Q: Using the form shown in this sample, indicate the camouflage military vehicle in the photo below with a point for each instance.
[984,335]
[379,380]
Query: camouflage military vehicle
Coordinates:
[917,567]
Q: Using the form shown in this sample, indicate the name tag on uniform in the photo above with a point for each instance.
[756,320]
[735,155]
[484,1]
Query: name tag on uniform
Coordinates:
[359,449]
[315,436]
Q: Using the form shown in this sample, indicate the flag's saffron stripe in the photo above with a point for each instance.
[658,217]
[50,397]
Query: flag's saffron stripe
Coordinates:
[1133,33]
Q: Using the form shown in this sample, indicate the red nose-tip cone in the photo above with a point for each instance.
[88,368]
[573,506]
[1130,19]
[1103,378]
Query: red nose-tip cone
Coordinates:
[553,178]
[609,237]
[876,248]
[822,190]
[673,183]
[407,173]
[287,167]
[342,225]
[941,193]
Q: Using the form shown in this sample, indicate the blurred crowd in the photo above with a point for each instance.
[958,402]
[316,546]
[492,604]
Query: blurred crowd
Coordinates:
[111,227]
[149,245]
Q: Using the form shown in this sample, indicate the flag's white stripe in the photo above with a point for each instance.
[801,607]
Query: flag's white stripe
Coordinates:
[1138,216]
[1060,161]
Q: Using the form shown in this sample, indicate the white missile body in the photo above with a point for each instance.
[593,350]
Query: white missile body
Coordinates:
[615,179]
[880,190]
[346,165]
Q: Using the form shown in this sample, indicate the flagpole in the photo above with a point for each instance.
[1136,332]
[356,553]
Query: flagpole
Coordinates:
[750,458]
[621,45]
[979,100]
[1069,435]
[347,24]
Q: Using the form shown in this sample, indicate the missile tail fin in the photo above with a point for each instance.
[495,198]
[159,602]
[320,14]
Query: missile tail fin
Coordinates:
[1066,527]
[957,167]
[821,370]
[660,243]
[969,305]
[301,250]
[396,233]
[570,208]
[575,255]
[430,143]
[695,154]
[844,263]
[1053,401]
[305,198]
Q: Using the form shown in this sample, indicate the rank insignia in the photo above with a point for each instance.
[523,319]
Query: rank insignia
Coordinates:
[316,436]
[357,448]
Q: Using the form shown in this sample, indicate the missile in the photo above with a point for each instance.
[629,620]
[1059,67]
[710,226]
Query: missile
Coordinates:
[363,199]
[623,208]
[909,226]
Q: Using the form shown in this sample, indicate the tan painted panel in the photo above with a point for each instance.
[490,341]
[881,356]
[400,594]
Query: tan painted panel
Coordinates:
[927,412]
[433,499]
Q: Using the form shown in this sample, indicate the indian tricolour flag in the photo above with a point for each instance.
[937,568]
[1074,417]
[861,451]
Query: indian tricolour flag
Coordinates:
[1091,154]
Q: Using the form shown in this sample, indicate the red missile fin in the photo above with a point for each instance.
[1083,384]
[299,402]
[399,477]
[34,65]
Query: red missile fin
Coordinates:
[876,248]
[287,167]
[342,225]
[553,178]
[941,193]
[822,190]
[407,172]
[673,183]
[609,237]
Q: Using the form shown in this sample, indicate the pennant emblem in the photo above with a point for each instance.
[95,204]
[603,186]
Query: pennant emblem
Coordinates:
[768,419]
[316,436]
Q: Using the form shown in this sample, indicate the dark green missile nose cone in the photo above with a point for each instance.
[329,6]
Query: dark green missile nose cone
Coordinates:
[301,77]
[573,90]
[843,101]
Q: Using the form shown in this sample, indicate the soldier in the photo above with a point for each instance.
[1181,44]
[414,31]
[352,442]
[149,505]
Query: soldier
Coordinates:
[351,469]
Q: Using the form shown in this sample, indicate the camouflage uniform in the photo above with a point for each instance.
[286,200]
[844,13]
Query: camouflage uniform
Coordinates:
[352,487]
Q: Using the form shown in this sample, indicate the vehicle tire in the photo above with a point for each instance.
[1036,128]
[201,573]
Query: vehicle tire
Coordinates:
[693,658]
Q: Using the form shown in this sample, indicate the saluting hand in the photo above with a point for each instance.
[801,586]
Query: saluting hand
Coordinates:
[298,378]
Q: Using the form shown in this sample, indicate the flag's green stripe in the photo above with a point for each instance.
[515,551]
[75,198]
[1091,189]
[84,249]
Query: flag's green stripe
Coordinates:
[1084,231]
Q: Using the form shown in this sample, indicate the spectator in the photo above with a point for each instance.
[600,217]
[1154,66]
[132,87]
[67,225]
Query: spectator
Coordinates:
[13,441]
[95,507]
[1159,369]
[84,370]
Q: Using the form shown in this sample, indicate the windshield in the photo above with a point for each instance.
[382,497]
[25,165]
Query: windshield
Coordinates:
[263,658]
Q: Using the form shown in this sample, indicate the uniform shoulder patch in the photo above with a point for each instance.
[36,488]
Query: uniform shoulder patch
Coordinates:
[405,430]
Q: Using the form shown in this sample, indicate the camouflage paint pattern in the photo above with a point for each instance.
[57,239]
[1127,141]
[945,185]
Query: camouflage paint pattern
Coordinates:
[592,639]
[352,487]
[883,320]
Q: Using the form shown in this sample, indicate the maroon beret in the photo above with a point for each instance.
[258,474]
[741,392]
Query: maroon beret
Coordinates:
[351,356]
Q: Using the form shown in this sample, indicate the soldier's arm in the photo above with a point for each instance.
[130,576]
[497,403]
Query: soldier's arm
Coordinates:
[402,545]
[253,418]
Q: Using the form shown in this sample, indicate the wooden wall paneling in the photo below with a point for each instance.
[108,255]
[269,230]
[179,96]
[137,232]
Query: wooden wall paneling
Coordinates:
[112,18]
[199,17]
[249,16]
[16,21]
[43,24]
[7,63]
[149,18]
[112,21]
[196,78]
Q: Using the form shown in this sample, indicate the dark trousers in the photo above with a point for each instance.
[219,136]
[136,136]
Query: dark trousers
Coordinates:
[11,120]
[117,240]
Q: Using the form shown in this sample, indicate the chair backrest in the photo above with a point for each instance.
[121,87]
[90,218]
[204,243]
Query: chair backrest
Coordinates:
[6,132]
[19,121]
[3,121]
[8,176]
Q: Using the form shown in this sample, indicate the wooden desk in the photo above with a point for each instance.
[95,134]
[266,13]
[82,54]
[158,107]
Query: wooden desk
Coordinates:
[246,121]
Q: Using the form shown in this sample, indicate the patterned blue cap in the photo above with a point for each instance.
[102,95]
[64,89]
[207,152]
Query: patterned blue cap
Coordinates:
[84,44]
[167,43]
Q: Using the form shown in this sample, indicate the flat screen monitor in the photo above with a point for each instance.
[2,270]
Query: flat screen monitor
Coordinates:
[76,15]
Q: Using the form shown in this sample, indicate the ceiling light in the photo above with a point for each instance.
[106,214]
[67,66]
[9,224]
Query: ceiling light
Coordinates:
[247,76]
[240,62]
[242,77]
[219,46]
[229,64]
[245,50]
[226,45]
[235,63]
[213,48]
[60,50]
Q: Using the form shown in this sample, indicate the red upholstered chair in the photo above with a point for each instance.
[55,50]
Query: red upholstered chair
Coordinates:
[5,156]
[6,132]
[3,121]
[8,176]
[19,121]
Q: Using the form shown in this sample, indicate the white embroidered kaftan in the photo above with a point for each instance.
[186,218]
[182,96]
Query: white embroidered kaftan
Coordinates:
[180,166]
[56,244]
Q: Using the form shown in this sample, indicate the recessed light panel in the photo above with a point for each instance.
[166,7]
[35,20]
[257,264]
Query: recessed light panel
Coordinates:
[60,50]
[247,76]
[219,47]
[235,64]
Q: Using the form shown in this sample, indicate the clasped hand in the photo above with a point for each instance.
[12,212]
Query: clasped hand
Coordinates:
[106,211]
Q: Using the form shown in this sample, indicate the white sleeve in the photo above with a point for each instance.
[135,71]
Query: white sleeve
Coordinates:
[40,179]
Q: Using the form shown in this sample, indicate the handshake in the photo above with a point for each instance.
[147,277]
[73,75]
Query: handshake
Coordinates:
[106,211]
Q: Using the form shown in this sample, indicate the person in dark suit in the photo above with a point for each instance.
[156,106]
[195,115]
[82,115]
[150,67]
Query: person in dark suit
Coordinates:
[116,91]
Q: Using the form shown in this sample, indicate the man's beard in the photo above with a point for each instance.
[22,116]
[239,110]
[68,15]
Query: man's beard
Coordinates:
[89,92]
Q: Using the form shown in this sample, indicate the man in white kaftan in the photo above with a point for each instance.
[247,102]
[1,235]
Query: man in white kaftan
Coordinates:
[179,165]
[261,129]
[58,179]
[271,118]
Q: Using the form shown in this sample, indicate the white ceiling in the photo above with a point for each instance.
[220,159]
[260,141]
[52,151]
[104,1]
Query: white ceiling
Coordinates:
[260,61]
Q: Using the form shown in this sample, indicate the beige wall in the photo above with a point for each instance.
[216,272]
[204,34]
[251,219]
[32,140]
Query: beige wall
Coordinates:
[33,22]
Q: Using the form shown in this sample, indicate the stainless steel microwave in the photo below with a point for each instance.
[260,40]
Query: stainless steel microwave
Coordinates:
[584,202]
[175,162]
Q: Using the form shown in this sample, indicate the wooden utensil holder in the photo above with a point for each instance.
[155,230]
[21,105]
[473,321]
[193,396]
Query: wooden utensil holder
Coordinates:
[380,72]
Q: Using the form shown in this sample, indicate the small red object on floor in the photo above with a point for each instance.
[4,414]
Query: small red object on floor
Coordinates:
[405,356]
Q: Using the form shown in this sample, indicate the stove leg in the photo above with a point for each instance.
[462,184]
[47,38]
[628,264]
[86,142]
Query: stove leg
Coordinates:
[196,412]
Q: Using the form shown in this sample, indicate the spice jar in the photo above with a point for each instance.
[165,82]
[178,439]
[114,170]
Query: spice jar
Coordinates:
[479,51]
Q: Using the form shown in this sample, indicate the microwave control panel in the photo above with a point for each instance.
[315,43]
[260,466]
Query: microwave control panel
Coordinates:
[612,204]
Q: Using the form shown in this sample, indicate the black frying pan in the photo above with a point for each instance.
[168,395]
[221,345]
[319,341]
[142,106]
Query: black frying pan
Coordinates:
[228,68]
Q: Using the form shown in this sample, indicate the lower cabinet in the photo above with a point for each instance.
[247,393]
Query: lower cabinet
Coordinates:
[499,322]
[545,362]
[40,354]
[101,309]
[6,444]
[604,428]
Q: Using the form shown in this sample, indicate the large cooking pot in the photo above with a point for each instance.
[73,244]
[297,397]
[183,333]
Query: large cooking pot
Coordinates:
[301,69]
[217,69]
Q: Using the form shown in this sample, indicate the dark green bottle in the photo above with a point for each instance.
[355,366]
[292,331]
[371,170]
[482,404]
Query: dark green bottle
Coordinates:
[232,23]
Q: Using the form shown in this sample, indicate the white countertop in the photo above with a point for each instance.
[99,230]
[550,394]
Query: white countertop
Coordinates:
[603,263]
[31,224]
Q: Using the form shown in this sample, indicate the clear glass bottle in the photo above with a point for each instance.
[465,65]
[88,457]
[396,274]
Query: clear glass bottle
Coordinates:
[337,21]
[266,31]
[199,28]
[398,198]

○ ○ ○ ○

* Exercise
Repeat word for word every line from the one that holds "Q: Using the form shown in this sample, indicate the large" to the end. Both ends count.

* Written solution
Q: Using the form shown in this sample, indicate the large cooking pot in the photo above with a point for each instance.
[73,244]
[297,397]
[183,333]
Query: large cooking pot
Coordinates:
[301,69]
[217,69]
Q: Using the form shown in this sample, indicate the dark green bottle in the photo above with a point for each instance.
[355,366]
[292,331]
[371,170]
[482,404]
Query: dark green bottle
Coordinates:
[232,23]
Q: Using the form shown in this sample, indicate the white countertop in the photo above with a point for each instance.
[99,230]
[550,394]
Query: white countertop
Coordinates:
[603,263]
[31,224]
Q: Using the form shown in this sample, indicate the clear glass bottle in the photo above with a point for each instance.
[465,65]
[88,457]
[396,274]
Query: clear glass bottle
Coordinates:
[337,21]
[266,31]
[199,28]
[398,198]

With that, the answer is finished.